(Referring expression grounding data)
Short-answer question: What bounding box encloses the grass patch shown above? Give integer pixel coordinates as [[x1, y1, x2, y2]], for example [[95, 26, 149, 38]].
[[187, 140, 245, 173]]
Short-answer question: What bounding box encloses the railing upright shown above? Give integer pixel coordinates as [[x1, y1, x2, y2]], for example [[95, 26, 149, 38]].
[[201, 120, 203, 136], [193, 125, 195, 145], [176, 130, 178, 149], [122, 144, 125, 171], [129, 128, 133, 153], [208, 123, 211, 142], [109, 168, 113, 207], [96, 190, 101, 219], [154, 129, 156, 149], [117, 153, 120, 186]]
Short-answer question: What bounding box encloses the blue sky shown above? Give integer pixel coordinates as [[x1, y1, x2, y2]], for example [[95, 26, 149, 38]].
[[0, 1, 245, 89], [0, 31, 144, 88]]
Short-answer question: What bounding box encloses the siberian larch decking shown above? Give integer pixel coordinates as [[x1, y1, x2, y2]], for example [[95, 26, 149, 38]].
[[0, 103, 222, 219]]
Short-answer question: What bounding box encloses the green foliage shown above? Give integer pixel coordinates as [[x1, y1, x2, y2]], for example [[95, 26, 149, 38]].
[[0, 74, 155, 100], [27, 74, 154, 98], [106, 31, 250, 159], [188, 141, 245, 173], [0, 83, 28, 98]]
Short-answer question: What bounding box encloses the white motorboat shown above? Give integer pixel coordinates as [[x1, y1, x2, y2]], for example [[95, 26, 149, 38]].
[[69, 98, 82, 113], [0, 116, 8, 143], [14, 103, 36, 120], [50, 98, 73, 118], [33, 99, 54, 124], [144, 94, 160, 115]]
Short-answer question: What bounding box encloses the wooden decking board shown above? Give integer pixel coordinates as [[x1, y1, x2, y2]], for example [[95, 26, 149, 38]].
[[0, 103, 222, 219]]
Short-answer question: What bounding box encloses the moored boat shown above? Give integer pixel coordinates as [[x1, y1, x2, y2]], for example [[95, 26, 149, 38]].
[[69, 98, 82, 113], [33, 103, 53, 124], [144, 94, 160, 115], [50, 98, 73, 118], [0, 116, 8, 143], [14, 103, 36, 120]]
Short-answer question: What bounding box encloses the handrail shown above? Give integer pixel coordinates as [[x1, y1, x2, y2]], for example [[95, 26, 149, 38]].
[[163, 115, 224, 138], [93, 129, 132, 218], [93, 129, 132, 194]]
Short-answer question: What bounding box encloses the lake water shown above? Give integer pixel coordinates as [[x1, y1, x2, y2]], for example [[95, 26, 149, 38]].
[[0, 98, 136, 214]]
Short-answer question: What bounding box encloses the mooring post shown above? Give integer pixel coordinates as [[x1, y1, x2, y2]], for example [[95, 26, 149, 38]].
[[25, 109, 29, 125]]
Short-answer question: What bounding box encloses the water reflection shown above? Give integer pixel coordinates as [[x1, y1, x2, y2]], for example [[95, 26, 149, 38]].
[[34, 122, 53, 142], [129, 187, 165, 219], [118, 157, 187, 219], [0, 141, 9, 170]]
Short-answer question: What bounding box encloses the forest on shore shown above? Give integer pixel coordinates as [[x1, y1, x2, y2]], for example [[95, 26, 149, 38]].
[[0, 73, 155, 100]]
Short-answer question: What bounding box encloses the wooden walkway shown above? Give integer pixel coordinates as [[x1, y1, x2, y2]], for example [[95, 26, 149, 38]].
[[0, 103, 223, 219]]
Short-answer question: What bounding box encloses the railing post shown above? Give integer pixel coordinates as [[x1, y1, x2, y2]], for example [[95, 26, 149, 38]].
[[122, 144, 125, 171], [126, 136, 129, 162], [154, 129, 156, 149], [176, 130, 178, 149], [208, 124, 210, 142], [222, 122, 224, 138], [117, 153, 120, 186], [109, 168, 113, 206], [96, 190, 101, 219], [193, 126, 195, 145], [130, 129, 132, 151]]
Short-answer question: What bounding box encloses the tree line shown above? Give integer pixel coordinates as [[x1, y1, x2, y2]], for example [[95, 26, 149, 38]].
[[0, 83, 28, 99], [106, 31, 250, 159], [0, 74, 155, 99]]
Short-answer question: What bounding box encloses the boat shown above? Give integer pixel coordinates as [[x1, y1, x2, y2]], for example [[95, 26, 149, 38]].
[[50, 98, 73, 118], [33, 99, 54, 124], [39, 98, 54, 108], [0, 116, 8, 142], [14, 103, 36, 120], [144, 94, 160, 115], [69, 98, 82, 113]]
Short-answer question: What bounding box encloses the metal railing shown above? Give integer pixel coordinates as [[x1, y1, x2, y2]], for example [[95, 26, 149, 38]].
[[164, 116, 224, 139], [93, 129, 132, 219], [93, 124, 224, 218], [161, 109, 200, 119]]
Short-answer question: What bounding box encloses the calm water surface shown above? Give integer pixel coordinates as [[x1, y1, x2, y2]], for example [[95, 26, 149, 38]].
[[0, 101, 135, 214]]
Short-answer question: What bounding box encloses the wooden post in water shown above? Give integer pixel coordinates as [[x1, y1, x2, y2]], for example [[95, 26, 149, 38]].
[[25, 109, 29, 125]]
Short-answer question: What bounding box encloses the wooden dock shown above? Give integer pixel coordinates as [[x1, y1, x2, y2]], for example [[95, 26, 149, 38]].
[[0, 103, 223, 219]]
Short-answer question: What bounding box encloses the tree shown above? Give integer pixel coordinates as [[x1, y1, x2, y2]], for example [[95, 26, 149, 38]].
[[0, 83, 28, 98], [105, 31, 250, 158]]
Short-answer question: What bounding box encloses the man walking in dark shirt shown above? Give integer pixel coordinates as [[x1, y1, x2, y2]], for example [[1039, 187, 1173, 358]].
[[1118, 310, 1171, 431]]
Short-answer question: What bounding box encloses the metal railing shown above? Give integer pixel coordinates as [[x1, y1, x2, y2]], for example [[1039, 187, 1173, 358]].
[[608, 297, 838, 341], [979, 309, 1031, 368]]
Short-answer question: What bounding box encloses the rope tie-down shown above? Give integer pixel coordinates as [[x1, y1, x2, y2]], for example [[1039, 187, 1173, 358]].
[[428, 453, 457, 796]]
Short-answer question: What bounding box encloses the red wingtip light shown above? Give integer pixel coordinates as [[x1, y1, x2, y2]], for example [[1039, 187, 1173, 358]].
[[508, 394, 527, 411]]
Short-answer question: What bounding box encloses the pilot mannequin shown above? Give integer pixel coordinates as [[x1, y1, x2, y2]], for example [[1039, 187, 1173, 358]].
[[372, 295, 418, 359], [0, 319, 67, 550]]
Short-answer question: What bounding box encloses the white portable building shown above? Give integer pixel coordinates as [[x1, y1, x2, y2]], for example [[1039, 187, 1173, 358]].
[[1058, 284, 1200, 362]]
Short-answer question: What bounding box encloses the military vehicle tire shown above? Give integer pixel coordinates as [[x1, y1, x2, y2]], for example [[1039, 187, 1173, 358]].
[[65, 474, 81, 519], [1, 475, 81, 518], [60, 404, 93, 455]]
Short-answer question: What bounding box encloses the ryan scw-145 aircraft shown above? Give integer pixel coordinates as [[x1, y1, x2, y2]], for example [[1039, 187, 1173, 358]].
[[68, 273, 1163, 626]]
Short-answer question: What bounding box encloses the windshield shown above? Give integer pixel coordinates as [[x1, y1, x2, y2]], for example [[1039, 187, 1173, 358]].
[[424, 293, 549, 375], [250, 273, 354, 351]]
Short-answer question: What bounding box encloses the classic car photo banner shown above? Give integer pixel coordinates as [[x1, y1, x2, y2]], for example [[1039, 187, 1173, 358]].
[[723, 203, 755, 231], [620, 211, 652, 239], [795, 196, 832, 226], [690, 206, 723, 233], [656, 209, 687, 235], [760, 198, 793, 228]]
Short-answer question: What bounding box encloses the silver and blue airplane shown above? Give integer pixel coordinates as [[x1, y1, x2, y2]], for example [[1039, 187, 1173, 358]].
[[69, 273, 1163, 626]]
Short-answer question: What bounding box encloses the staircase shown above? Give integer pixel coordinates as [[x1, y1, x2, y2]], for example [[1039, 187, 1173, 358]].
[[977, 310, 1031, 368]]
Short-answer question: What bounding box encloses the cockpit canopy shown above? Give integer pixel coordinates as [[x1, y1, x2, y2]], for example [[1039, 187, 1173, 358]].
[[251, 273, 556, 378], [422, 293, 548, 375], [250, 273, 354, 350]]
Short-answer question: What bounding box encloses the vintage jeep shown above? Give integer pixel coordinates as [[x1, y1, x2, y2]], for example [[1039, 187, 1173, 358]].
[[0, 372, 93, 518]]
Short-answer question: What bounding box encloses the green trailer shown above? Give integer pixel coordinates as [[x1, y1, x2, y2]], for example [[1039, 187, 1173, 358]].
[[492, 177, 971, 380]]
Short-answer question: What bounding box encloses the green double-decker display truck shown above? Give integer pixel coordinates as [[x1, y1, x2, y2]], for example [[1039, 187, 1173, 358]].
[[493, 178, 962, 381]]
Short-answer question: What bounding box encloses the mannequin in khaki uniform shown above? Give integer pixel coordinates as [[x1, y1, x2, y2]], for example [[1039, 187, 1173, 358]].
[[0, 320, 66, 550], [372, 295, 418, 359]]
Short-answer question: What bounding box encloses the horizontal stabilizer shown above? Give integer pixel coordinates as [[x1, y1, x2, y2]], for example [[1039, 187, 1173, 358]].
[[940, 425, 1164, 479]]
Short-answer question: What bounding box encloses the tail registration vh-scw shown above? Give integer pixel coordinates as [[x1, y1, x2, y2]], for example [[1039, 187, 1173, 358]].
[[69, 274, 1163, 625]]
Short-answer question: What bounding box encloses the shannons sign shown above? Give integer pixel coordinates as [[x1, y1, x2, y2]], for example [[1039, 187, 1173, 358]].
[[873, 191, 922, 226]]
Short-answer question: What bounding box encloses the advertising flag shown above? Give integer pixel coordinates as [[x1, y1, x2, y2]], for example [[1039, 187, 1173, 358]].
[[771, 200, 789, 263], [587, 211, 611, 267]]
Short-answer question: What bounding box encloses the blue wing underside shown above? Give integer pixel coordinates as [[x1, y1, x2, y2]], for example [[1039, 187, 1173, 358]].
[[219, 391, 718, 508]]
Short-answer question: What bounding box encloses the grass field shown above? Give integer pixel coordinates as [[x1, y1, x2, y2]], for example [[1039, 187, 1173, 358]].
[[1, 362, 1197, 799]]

Activity - Your answer must be an exact transcription of the lines from the one containing "Short-answer question: What bounding box encloses the horizontal" through the last line of the records above, and nothing else.

Worked solution -
Short-answer question: What bounding box encloses the horizontal stabilizer shown above? Give integer pixel coordinates as [[x1, y1, x2, y2]], for example [[1039, 187, 1173, 358]].
[[940, 425, 1164, 479]]
Short-answer question: What bounding box encloses the tail registration vh-scw shown above? Give integer pixel coordinates as [[x1, y1, x2, y2]], for example [[1039, 187, 1173, 358]].
[[69, 274, 1163, 625]]
Short-answer question: What bounding box encloses the shannons sign shown above? Give integer pixel coordinates as [[x1, y1, x2, y2]], for example [[1039, 187, 1173, 358]].
[[873, 191, 922, 226]]
Short-answer question: What bounding box encloses the advertising flag shown above? Give integer pixel coordinates as [[x1, y1, x2, y2]], for example [[1039, 187, 1173, 358]].
[[771, 200, 789, 263], [587, 211, 611, 267]]
Short-answer question: What bounding box encloses the blue wing underside shown above? Give integer pixel coordinates as [[x1, y1, x2, y2]], for example [[1039, 187, 1173, 358]].
[[219, 391, 718, 508]]
Short-answer question: What bounding box encloses the grass field shown above? Give integer pixel coordinates as [[x1, y1, x2, y2]], for example [[1039, 187, 1173, 358]].
[[1, 362, 1197, 799]]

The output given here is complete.